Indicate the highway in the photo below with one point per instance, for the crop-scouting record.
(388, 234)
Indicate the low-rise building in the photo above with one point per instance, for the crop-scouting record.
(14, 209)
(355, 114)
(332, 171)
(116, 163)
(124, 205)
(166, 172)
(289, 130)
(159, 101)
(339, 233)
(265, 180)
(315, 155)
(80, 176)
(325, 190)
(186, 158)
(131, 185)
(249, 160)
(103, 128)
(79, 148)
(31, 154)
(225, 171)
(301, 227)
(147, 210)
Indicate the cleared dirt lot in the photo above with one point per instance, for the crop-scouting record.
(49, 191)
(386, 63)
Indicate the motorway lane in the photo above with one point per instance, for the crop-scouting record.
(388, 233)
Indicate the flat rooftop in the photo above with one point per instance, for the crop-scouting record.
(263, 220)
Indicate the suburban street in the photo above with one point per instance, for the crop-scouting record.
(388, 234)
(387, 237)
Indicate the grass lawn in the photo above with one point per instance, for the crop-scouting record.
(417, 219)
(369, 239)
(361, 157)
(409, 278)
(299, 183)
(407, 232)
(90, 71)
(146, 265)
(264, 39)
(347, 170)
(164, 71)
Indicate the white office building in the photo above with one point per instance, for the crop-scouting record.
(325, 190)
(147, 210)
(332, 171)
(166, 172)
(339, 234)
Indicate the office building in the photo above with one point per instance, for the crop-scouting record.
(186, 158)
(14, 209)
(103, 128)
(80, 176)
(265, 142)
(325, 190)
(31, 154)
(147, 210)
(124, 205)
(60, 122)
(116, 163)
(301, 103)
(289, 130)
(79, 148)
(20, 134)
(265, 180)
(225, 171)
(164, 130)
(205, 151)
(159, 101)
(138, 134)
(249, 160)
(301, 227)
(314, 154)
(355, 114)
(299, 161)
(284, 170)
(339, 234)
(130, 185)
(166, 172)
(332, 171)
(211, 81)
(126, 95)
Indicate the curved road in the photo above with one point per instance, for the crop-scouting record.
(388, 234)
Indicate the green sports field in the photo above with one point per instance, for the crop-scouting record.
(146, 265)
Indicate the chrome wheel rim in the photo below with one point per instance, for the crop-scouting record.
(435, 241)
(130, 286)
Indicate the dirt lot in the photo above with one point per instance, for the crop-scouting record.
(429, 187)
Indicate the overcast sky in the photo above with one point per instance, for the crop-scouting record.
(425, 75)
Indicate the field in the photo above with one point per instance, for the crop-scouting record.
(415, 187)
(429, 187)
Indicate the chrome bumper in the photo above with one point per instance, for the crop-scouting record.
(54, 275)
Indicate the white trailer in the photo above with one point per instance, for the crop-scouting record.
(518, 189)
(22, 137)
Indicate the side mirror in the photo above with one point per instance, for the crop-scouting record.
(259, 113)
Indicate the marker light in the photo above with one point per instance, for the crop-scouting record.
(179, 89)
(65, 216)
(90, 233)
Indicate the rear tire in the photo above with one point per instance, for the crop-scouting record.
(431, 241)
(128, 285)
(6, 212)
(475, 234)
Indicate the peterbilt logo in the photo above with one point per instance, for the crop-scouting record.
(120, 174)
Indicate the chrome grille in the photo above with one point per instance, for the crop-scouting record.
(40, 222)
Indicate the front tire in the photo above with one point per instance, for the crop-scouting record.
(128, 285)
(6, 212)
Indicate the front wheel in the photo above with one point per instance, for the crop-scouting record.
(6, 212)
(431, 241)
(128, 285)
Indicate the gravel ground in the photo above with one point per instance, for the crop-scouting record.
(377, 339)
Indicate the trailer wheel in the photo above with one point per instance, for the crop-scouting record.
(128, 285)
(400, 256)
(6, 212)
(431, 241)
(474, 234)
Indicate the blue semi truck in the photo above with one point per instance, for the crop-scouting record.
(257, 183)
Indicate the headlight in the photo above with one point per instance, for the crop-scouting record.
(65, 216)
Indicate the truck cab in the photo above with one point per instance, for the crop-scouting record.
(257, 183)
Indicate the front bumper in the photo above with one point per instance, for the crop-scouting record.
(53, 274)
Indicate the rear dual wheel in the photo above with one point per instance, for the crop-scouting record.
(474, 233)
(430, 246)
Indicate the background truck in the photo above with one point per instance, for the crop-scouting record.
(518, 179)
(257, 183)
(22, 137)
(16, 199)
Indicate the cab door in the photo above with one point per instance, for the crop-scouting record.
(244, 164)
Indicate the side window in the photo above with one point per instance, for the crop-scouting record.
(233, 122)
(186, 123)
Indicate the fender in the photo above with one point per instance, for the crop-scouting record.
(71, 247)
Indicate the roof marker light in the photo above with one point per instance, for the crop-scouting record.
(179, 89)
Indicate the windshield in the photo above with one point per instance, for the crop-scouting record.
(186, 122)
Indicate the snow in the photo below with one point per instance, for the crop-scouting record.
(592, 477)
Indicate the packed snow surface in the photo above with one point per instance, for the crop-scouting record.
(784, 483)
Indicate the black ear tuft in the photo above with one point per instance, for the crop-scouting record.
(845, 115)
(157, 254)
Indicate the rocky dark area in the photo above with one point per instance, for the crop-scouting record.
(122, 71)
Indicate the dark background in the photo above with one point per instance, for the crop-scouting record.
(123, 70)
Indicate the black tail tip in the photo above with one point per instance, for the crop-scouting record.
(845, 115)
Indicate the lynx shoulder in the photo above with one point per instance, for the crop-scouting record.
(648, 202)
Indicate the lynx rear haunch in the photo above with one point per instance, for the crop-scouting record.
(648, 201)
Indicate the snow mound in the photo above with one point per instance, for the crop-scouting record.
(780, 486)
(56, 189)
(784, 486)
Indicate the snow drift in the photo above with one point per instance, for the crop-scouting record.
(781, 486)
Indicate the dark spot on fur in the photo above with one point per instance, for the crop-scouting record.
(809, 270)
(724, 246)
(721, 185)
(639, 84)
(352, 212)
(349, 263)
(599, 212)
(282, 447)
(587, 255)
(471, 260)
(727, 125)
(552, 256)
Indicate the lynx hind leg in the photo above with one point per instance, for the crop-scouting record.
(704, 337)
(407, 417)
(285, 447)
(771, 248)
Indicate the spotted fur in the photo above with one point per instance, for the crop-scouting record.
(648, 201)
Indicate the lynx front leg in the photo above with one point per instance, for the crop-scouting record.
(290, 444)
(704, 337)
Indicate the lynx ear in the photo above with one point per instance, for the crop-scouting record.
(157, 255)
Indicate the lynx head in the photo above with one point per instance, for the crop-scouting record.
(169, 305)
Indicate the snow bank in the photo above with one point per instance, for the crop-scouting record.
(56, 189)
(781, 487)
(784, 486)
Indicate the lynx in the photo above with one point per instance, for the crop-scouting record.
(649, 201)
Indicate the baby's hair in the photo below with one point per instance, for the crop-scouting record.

========

**Written request:** Arrange the entries above as a numbered list, omitting any blank lines.

**Task output:**
1. Indicate the highway in the photo below with one point per instance, for the crop-scouting record.
2. (388, 234)
3. Indicate the low-rise building in the photo above with one point per instance, for the crop-scouting record.
4. (14, 209)
5. (355, 114)
6. (332, 171)
7. (116, 163)
8. (124, 205)
9. (166, 172)
10. (289, 130)
11. (159, 101)
12. (339, 233)
13. (265, 180)
14. (315, 155)
15. (80, 176)
16. (325, 190)
17. (186, 158)
18. (131, 185)
19. (249, 160)
20. (103, 128)
21. (79, 148)
22. (31, 154)
23. (225, 171)
24. (301, 227)
25. (147, 210)
26. Indicate the cleared dirt lot in the photo above with one point per instance, for the crop-scouting record.
27. (49, 191)
28. (386, 63)
29. Indicate the motorway lane in the photo above with one point per instance, for the crop-scouting record.
30. (388, 233)
31. Indicate the flat rooftop in the photo above with one point per instance, for the crop-scouting record.
32. (263, 220)
33. Indicate the suburban street in the photo above with one point per instance, for the crop-scouting record.
34. (388, 234)
35. (387, 237)
36. Indicate the grass lawn in the photo above with one point per instance, for the crop-scouting record.
37. (417, 219)
38. (369, 239)
39. (361, 157)
40. (409, 278)
41. (299, 183)
42. (407, 232)
43. (90, 71)
44. (146, 265)
45. (264, 39)
46. (347, 170)
47. (164, 71)
48. Indicate the white office building in the photo above with one point per instance, for the crop-scouting record.
49. (325, 190)
50. (147, 210)
51. (332, 171)
52. (166, 172)
53. (339, 234)
54. Indicate the office building in the photo above with one point per instance, for the crop-scouting record.
55. (186, 158)
56. (14, 209)
57. (103, 128)
58. (80, 176)
59. (265, 142)
60. (325, 190)
61. (31, 154)
62. (147, 210)
63. (124, 205)
64. (60, 122)
65. (116, 163)
66. (301, 103)
67. (289, 130)
68. (79, 148)
69. (20, 134)
70. (265, 180)
71. (225, 171)
72. (164, 130)
73. (205, 151)
74. (159, 101)
75. (138, 134)
76. (249, 160)
77. (301, 227)
78. (314, 154)
79. (355, 114)
80. (299, 161)
81. (284, 170)
82. (339, 234)
83. (130, 185)
84. (166, 172)
85. (332, 171)
86. (211, 81)
87. (126, 95)
88. Indicate the curved road in the photo above with one point per instance, for the crop-scouting record.
89. (388, 234)
90. Indicate the green sports field in the photo above with one point per instance, for the crop-scouting record.
91. (146, 265)
92. Indicate the chrome wheel rim in the photo below with one point per instance, for the crop-scouting record.
93. (435, 241)
94. (130, 286)
95. Indicate the dirt lot in the photo above with one point per instance, for the crop-scouting record.
96. (429, 187)
97. Indicate the overcast sky in the photo above with one point per instance, for the crop-scouting record.
98. (425, 75)
99. Indicate the field in the photo above with one point per instance, for the crop-scouting record.
100. (415, 187)
101. (429, 187)
102. Indicate the chrome bumper in the photo above with one point per instance, for the crop-scouting record.
103. (54, 275)
104. Indicate the white trailer in the photo above with one point per instance, for the crop-scouting record.
105. (518, 189)
106. (22, 137)
107. Indicate the side mirror in the photo above with one point per instance, for the crop-scouting record.
108. (259, 113)
109. Indicate the marker light in the photo above with one point per instance, for the crop-scouting record.
110. (179, 89)
111. (65, 216)
112. (90, 233)
113. Indicate the rear tire in the photo above with one point per instance, for the crop-scouting record.
114. (431, 241)
115. (128, 285)
116. (6, 212)
117. (475, 234)
118. Indicate the peterbilt logo in the photo above with one point per instance, for the crop-scouting record.
119. (120, 174)
120. Indicate the chrome grille in the photo above with one point per instance, for the crop-scouting record.
121. (40, 222)
122. Indicate the front tire in the photo above with one point per instance, for the crop-scouting record.
123. (128, 285)
124. (6, 212)
125. Indicate the front wheel in the photo above with one point per instance, for the crop-scouting record.
126. (6, 212)
127. (431, 241)
128. (128, 285)
129. Indicate the gravel ground in the photo above with one point per instance, for the crop-scouting record.
130. (377, 339)
131. Indicate the trailer wheel in the photo above with one point per instance, for the crop-scouting record.
132. (128, 285)
133. (400, 256)
134. (6, 212)
135. (431, 241)
136. (474, 234)
137. Indicate the blue semi truck in the photo above with one point per instance, for the crop-scouting record.
138. (257, 183)
139. Indicate the headlight in the photo above with one point per instance, for the crop-scouting record.
140. (65, 216)
141. Indicate the truck cab in the photo above with one point per instance, for the crop-scouting record.
142. (257, 183)
143. Indicate the front bumper in the photo above with one point per instance, for the crop-scouting record.
144. (53, 274)
145. Indicate the rear dual wheel in the photo above with one point per instance, for the crop-scouting record.
146. (474, 233)
147. (430, 246)
148. Indicate the background truck in the photo above with one point per instance, for the crop-scouting record.
149. (518, 179)
150. (257, 183)
151. (22, 137)
152. (16, 199)
153. Indicate the cab door in the photo above with one point per instance, for the crop-scouting record.
154. (244, 164)
155. Indicate the side window in the photo above with one point per instance, for the crop-scouting record.
156. (233, 122)
157. (186, 123)
158. Indicate the fender in the photo above with one point per instance, for the crop-scouting record.
159. (71, 247)
160. Indicate the roof marker light in the photo above with one point per instance, for the crop-scouting record.
161. (179, 89)
162. Indicate the windshield in the photo above with one point per instance, for the crop-scouting record.
163. (186, 122)
164. Indicate the snow in the photo below with one point per instance, for the crop-scouting record.
165. (592, 477)
166. Indicate the packed snow surface in the photo above with one point per instance, for the crop-scouting record.
167. (784, 483)
168. Indicate the black ear tuft in the photo above with one point per instance, for the crop-scouting record.
169. (845, 115)
170. (157, 254)
171. Indicate the rocky dark area in the photo above with one point per instance, for the crop-scouting record.
172. (122, 71)
173. Indicate the dark background in the photo above with one point per instance, for the crop-scouting record.
174. (123, 70)
175. Indicate the black tail tip in the photo above with one point per instance, for the crop-scouting record.
176. (845, 115)
177. Indicate the lynx shoulder in the photo above with one point per instance, for the crop-scouting record.
178. (648, 202)
179. Indicate the lynx rear haunch in the photo above with one point per instance, for the crop-scouting record.
180. (648, 201)
181. Indicate the snow mound in the photo above with one point per instance, for the crop-scouting record.
182. (780, 486)
183. (56, 189)
184. (784, 486)
185. Indicate the snow drift in the photo above with one point per instance, for the crop-scouting record.
186. (781, 486)
187. Indicate the dark spot on fur in the photo above with one point per instance, for the crop-scouting record.
188. (809, 270)
189. (724, 246)
190. (721, 185)
191. (639, 84)
192. (352, 212)
193. (349, 263)
194. (599, 212)
195. (282, 447)
196. (587, 255)
197. (471, 260)
198. (727, 125)
199. (552, 256)
200. Indicate the lynx hind leg in the photo above with one point per instance, for the crop-scouting record.
201. (704, 337)
202. (407, 417)
203. (285, 447)
204. (771, 248)
205. Indicate the spotted fur in the photo above with one point per instance, for the crop-scouting record.
206. (648, 201)
207. Indicate the lynx front leg in the photo above with one point per instance, for the crop-scouting record.
208. (290, 444)
209. (704, 337)
210. Indicate the lynx ear in the photo above with one point per instance, for the crop-scouting record.
211. (157, 255)
212. Indicate the lynx head in the photo above with one point per instance, for the crop-scouting record.
213. (169, 305)
214. Indicate the snow bank in the photo above with one point per instance, for the crop-scouting record.
215. (56, 189)
216. (781, 487)
217. (784, 486)
218. Indicate the lynx in the photo above with one point per instance, for the crop-scouting record.
219. (649, 201)
220. Indicate the baby's hair in the photo below with one point per instance, for the crop-scouting record.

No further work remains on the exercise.